SECCIÓN DEL DOCUMENTO:

******

La arquitectura moderna ha perdido el contacto cercano con la comunidad
. A veces “exagera sus esfuerzos por enfatizar el aspecto racional de la arquitectura. Como resultado de todo esto, el hombre en el siglo XX se siente sobrevalorado por tanto ‘funcionalismo’, por tanta lógica y utilidad en la arquitectura moderna”. El hombre aspira a algo más que a una casa
.
Cuando la arquitectura le proporcione emociones reales, como lo ha hecho la arquitectura monumental antigua, el hombre, escribió en su manifiesto, volverá a considerarla un arte. El arte que se habita.
Autor del concepto de arquitectura emocional, su mayor obra fue el Museo Experimental El Eco, una escultura penetrable
, según Goeritz.
Recuperado por la Universidad Nacional Autónoma de México después de medio siglo de incuria y abandono, El Eco es una construcción única en el mundo. Allí formas, paredes, techos, muros y un espléndido pasillo nos recuerdan, con las emociones que provocan, que la arquitectura es el arte que se habita, el espacio vivencial que termina de construir no el artista, sino quienes se desplazan por sus ambientes.
El corredor referido hace sentir que se adentra uno en algo grande aunque el terreno del inmueble sea de poco más de 500 metros. Su forma, cuyas paredes, piso y techo se angostan con perspectiva de fuga, nos anticipan que en efecto entramos a un espacio grandioso. El espacio, que miramos monumental al enfrentarnos a él, disminuye a medida que avanzamos. Nuestro cuerpo crece, se acerca a las dimensiones grandiosas que observamos al principio. Como todo poeta fue un provocador.

******

REGISTROS DE DATOS:

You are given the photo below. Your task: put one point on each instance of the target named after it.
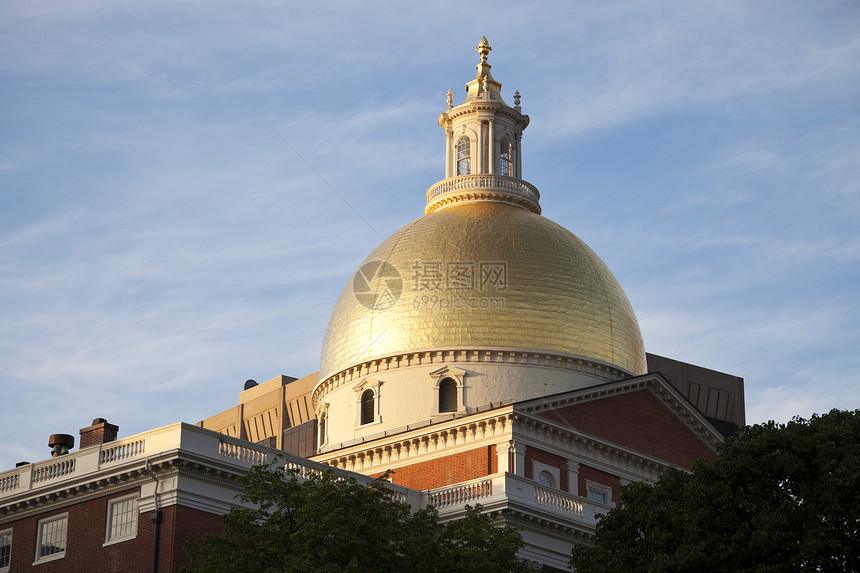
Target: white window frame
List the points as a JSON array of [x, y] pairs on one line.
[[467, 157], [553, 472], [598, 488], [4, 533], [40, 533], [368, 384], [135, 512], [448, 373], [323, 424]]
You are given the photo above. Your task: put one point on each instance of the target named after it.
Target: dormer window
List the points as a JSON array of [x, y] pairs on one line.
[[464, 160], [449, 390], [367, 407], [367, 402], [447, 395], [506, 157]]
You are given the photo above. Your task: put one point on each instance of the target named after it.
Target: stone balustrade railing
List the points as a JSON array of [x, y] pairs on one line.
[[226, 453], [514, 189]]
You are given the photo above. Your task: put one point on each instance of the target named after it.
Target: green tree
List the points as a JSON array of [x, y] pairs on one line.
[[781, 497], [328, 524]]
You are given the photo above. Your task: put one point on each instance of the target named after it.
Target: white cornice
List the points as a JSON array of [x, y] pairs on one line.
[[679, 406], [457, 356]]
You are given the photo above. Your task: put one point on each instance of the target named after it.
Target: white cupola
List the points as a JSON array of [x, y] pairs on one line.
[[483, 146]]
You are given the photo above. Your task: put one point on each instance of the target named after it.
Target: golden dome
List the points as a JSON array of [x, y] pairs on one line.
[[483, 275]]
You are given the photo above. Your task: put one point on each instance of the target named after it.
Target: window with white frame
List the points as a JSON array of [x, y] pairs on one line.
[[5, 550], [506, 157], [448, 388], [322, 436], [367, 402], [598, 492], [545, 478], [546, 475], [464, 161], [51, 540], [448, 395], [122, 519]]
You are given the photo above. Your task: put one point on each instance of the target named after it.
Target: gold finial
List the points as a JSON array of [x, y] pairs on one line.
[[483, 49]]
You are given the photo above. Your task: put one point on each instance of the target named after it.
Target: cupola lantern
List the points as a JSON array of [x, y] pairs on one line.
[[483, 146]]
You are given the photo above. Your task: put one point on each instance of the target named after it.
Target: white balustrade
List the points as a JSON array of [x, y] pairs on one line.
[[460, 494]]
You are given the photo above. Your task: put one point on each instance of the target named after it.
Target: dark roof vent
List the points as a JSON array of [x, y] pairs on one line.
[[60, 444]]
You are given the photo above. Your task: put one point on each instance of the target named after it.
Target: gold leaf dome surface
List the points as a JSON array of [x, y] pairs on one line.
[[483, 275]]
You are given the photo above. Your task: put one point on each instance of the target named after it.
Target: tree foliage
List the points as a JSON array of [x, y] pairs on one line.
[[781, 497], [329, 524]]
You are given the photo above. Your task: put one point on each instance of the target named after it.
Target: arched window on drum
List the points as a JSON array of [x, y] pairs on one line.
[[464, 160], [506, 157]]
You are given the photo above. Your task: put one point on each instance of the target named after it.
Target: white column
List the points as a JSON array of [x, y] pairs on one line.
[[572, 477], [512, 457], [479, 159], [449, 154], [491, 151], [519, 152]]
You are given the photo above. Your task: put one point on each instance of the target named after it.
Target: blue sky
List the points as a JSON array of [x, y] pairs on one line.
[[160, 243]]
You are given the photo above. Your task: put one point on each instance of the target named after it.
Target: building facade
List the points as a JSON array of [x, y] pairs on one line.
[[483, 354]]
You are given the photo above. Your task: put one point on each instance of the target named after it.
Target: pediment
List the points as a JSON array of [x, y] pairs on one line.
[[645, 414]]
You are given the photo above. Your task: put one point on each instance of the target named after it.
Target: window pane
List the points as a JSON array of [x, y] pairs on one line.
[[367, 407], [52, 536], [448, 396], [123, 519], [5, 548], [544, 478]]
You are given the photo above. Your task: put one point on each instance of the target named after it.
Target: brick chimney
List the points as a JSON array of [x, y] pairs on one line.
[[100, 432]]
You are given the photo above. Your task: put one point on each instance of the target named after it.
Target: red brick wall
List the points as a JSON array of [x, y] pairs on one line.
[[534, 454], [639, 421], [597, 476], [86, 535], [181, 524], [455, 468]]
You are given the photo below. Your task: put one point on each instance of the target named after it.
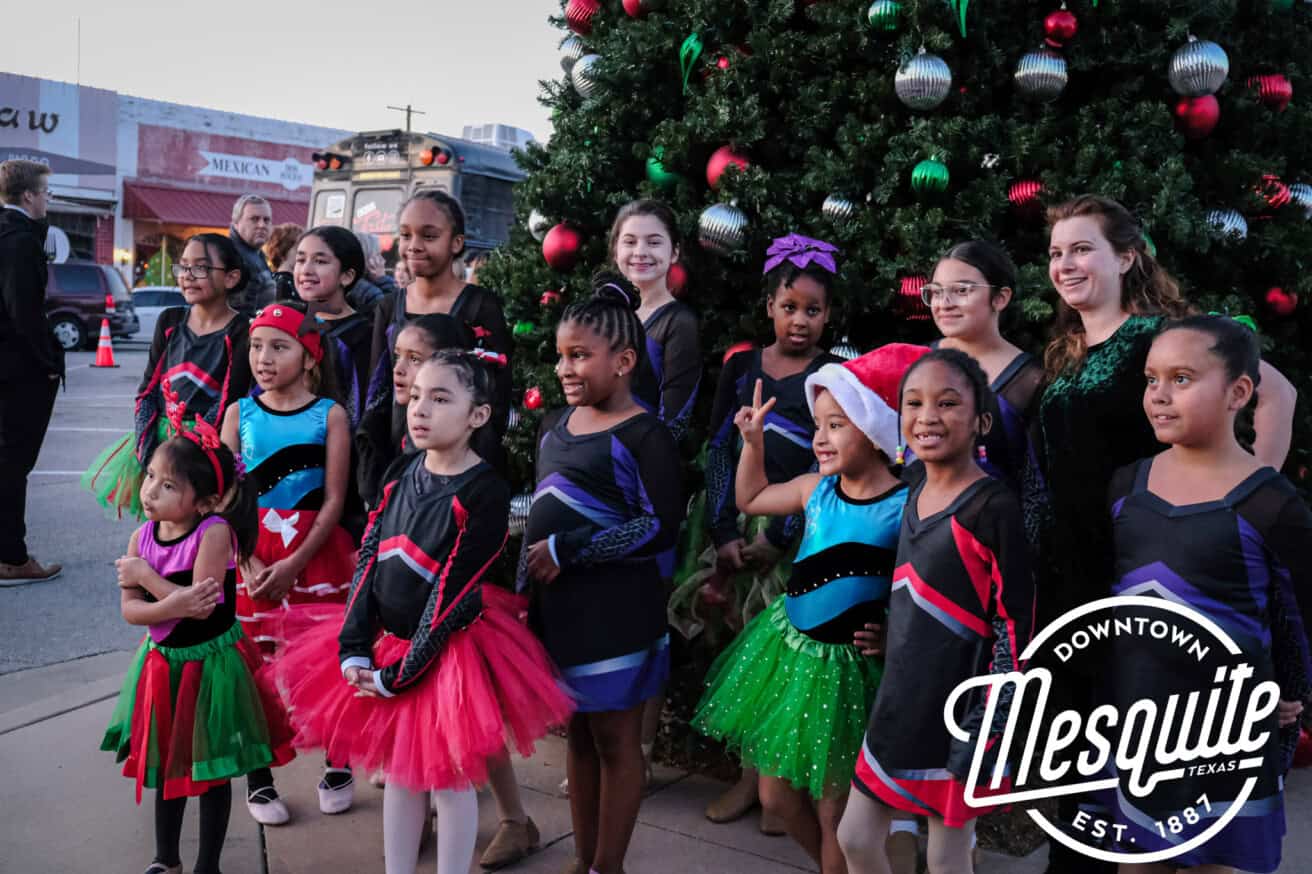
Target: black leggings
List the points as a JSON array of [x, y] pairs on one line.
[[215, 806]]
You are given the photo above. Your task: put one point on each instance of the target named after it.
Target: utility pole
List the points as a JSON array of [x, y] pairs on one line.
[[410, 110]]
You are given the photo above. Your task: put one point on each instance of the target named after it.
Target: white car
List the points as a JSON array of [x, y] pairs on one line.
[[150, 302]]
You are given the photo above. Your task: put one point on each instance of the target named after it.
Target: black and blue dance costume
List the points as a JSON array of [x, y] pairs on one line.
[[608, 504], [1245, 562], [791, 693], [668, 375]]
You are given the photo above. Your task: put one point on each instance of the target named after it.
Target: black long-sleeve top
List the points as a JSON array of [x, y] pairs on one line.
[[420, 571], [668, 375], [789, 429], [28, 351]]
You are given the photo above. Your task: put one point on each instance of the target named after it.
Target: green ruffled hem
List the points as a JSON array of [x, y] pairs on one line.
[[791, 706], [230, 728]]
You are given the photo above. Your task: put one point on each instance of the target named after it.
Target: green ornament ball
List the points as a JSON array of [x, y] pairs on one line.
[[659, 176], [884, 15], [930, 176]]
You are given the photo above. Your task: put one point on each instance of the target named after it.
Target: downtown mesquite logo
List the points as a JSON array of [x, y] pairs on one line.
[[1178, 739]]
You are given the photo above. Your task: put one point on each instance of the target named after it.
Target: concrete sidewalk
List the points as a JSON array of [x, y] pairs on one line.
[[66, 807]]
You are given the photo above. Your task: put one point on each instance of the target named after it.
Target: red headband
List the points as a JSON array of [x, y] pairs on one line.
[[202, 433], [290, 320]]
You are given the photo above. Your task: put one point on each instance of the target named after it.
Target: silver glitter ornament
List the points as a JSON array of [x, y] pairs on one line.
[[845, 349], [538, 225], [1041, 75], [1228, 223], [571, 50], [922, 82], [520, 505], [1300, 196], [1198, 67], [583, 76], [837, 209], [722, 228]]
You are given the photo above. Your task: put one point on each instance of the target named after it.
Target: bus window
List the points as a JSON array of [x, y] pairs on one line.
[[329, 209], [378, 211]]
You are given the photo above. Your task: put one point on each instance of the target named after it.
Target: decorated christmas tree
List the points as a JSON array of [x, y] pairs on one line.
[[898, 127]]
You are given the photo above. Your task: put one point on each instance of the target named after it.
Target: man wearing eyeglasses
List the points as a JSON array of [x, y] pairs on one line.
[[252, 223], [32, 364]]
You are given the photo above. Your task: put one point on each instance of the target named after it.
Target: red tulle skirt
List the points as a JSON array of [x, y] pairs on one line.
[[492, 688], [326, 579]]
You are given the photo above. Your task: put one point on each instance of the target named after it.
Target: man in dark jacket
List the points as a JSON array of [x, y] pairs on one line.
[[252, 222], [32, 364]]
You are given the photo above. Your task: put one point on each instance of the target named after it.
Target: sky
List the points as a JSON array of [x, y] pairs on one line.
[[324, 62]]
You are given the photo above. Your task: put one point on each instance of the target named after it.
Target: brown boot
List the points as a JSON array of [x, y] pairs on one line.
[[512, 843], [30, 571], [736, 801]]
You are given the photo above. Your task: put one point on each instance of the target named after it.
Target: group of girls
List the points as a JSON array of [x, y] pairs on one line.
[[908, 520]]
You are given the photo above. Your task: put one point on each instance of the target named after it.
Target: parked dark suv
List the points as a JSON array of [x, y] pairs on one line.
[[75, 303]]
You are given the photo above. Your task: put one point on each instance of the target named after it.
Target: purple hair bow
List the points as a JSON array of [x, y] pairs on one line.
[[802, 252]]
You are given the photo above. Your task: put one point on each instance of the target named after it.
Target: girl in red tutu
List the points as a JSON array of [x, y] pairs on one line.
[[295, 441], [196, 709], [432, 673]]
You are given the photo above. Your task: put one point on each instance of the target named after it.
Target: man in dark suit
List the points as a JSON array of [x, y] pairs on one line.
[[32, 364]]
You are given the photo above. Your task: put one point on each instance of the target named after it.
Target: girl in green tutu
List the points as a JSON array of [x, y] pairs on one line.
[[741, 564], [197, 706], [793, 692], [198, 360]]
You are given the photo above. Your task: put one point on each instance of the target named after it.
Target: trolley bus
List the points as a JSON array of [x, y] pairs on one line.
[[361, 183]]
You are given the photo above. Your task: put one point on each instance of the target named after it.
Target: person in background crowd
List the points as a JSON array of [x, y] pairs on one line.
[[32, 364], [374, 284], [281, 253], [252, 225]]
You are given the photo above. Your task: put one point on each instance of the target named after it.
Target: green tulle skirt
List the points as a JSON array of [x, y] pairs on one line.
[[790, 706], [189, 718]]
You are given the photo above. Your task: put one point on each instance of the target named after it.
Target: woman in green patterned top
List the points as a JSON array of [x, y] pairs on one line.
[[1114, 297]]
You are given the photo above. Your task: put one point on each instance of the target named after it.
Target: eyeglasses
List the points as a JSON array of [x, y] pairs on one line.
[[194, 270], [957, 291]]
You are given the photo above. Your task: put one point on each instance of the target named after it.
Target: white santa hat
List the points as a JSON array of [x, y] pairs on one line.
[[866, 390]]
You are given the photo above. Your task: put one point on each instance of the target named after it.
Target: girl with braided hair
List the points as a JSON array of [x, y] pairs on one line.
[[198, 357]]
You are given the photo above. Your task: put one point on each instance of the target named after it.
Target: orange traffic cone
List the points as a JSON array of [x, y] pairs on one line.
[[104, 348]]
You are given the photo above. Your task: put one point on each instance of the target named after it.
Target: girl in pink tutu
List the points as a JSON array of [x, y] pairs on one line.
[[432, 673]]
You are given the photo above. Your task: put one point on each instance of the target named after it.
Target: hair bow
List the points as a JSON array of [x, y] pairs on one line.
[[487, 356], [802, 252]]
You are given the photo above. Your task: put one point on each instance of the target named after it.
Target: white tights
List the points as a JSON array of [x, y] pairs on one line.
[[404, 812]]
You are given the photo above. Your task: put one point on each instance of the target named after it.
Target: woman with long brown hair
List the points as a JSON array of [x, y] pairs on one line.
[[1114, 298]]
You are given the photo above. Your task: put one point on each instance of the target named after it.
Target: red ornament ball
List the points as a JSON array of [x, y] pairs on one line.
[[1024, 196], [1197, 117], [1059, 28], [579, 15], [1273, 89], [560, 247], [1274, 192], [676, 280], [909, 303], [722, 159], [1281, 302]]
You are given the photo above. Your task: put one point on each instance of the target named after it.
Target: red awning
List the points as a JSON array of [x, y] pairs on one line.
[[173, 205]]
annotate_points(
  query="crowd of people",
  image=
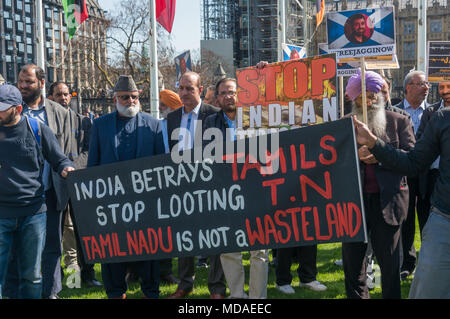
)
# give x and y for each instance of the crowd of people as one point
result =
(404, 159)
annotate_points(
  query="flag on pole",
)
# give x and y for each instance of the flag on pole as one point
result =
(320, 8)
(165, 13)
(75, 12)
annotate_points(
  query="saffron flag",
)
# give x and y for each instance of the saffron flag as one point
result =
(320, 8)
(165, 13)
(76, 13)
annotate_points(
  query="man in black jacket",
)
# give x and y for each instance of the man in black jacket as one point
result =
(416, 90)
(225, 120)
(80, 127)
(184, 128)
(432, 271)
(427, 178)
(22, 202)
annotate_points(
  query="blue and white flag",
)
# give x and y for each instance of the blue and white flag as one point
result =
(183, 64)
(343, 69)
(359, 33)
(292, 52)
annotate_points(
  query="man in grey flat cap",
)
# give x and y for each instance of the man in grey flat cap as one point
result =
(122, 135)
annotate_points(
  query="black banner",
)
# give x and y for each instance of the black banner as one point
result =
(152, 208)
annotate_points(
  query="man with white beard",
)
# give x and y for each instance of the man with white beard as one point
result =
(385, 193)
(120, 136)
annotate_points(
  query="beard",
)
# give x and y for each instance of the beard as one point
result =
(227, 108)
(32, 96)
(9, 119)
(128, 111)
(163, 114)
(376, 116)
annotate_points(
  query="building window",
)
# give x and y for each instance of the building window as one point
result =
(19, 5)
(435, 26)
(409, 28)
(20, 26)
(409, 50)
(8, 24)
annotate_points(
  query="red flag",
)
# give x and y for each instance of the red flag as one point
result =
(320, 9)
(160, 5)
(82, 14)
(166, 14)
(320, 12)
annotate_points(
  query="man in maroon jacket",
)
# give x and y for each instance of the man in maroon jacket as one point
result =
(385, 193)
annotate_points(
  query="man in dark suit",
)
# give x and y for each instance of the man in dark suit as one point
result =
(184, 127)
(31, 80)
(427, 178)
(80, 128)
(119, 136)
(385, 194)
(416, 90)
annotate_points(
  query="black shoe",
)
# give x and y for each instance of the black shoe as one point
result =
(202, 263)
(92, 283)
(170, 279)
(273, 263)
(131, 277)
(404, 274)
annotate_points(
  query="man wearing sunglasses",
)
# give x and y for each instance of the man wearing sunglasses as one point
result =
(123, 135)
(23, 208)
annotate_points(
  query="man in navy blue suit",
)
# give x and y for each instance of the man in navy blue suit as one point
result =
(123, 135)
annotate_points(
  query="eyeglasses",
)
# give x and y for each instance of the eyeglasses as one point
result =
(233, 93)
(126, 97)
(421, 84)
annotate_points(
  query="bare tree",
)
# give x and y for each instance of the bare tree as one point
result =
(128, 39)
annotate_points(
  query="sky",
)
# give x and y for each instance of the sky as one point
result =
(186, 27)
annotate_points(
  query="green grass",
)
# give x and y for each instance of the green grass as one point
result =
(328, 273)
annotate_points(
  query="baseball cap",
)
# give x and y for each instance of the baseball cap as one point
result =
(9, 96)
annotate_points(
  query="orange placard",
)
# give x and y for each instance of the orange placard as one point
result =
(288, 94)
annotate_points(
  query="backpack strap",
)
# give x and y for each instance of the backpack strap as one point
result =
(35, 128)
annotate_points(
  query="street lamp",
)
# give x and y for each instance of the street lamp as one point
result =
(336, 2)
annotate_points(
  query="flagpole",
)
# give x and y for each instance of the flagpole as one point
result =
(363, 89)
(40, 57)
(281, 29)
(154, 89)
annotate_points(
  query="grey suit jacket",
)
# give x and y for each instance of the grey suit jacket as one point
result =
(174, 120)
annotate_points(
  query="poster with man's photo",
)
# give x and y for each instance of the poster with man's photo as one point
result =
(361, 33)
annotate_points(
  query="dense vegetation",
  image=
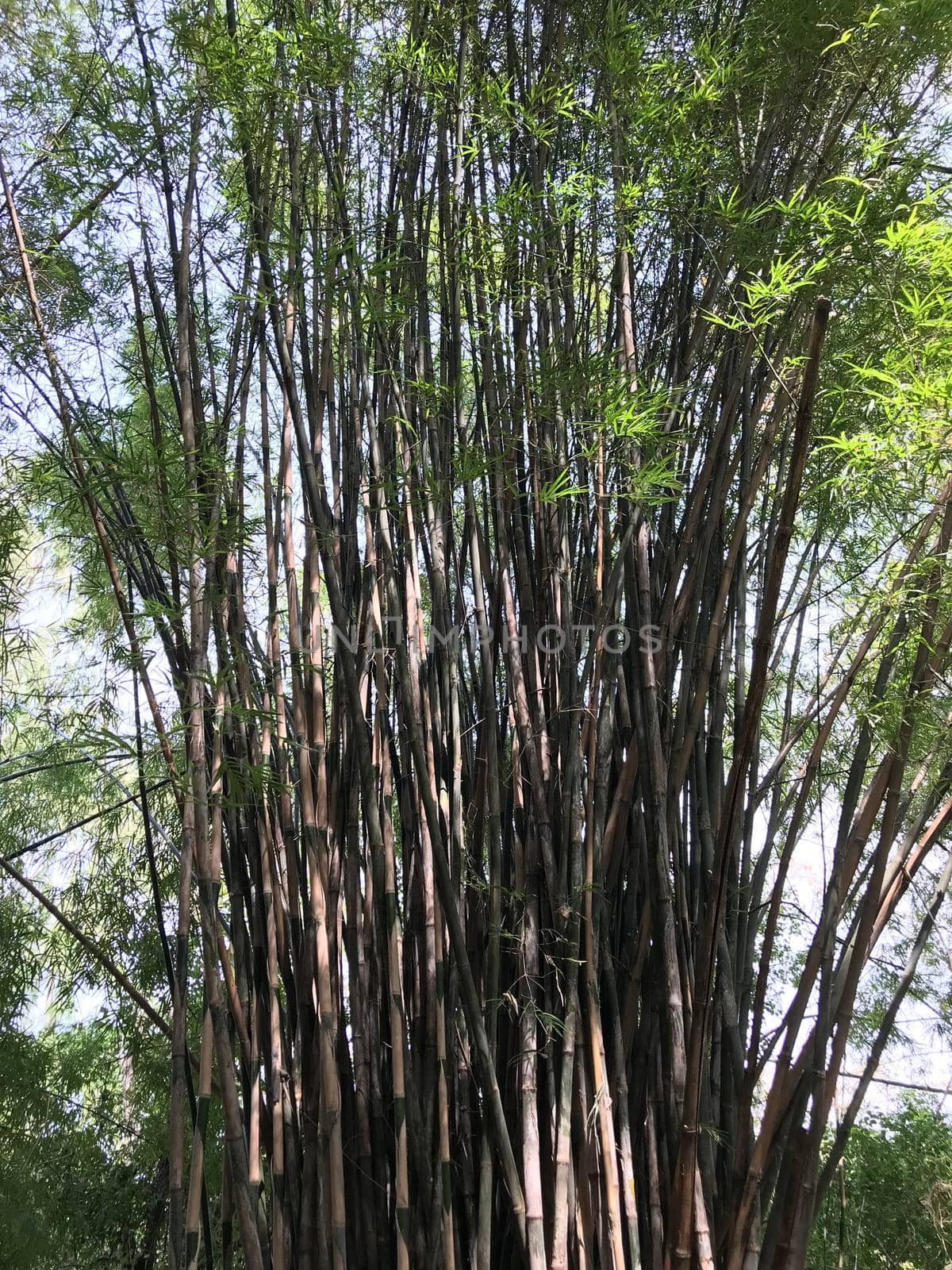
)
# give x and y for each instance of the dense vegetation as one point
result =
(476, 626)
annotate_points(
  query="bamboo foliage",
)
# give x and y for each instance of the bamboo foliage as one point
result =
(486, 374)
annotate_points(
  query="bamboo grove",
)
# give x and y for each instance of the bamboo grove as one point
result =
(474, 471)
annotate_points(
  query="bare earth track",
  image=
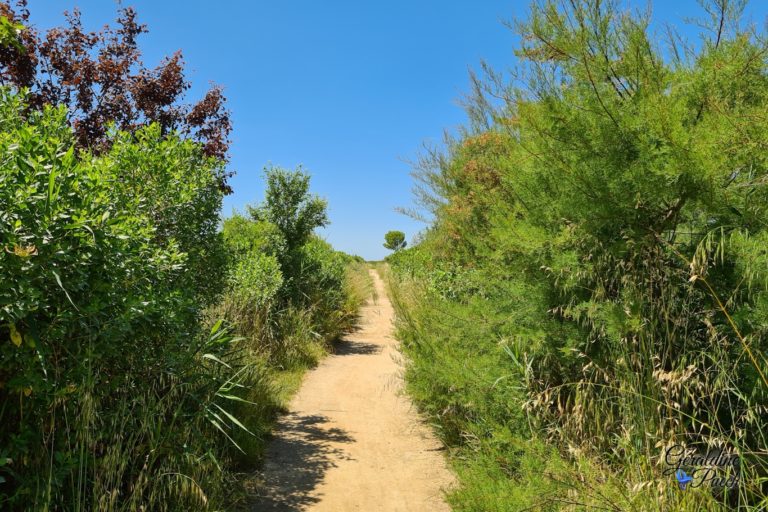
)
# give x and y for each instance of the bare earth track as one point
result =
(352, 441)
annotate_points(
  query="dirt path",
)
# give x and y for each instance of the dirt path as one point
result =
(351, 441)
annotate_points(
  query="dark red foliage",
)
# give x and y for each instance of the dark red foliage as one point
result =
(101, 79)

******

TAREAS REQUERIDAS:
[a] Reescribe el pasaje del texto sobre El Eco que va entre "Recuperado por la" y "fue un provocador.", ambos inclusive, sustituyendo "corredor" por "pasillo".
[b] Completa el tramo siguiente del texto sobre El Eco, a partir de su última oración.
Los registros no cumplen ninguna función en este ejercicio.

RESULTADOS OBTENIDOS:
[a]
Recuperado por la Universidad Nacional Autónoma de México después de medio siglo de incuria y abandono, El Eco es una construcción única en el mundo. Allí formas, paredes, techos, muros y un espléndido pasillo nos recuerdan, con las emociones que provocan, que la arquitectura es el arte que se habita, el espacio vivencial que termina de construir no el artista, sino quienes se desplazan por sus ambientes.
El pasillo referido hace sentir que se adentra uno en algo grande aunque el terreno del inmueble sea de poco más de 500 metros. Su forma, cuyas paredes, piso y techo se angostan con perspectiva de fuga, nos anticipan que en efecto entramos a un espacio grandioso. El espacio, que miramos monumental al enfrentarnos a él, disminuye a medida que avanzamos. Nuestro cuerpo crece, se acerca a las dimensiones grandiosas que observamos al principio. Como todo poeta fue un provocador.

[b]
A este escultor, arquitecto y maestro, muerto hace tres décadas, también debemos los vitrales de las catedrales de México y de Cuernavaca, de la iglesia de Santiago Tlatelolco, la planeación de la Ruta de la Amistad, las torres de la Facultad de Estudios Superiores Aragón, la magnífica corona rosa que se alza de la piedra volcánica en el Espacio Escultórico de la UNAM y las famosas Torres de Satélite, que no fueron tan altas como las imaginó ni llegaron a ser siete, como había planeado. La plaza donde se encuentran resultó más pequeña de lo previsto y el color de una de ellas cambió por completo. Pese a todo sobreviven, se han convertido en un símbolo entrañable del paisaje mexicano y en un provocador de emociones para quienes las encuentran a su paso por primera vez.